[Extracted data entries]
********
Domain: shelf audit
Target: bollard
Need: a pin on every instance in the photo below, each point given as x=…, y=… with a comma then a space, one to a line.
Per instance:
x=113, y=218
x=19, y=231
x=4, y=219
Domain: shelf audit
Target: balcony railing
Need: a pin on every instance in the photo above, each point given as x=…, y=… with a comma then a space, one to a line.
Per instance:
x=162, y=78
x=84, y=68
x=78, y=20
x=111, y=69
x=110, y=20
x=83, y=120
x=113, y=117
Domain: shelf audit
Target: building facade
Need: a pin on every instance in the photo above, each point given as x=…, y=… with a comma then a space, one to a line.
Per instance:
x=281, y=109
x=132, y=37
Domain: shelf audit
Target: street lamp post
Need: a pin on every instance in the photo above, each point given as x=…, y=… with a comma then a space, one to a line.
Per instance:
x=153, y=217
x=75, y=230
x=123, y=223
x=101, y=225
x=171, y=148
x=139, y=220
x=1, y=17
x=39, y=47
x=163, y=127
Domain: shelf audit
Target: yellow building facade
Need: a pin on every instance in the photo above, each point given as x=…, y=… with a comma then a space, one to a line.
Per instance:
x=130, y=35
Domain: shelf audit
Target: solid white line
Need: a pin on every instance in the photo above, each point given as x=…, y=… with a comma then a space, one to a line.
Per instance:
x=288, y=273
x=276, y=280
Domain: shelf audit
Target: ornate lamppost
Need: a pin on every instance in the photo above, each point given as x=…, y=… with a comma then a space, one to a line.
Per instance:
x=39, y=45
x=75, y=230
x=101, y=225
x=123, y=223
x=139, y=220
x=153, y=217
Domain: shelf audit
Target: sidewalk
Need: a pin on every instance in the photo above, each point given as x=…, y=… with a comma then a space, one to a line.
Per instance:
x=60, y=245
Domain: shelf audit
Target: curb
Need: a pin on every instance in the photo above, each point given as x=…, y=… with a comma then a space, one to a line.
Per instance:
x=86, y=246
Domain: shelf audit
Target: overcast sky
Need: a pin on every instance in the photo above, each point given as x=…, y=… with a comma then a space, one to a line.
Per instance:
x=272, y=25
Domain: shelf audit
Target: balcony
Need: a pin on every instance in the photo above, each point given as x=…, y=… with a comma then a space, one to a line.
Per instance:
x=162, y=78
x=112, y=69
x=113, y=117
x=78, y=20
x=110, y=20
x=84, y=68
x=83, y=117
********
§ **What you will do**:
If a line falls between the first line of the entries and the line containing "Target: street lamp post", or is one of those two, restate it word for word; leave all other lines out.

§ **Exercise result**:
Domain: shelf audit
Target: bollard
Need: a pin on every instance in the photo below, each point given as x=…, y=… with a comma then a space, one to a line.
Per instance:
x=113, y=218
x=19, y=231
x=4, y=219
Domain: shelf audit
Target: balcony railing
Need: a pin on every instance in the photo above, each point given as x=…, y=… with a comma then a space, one to a line.
Per instance:
x=162, y=78
x=84, y=68
x=78, y=20
x=111, y=69
x=110, y=20
x=83, y=120
x=113, y=117
Domain: shelf audit
Target: building facade
Need: a pin on every instance in the photo above, each point given as x=…, y=… with a comma then a space, one to a line.
Per instance:
x=281, y=109
x=132, y=37
Domain: shelf audit
Target: street lamp post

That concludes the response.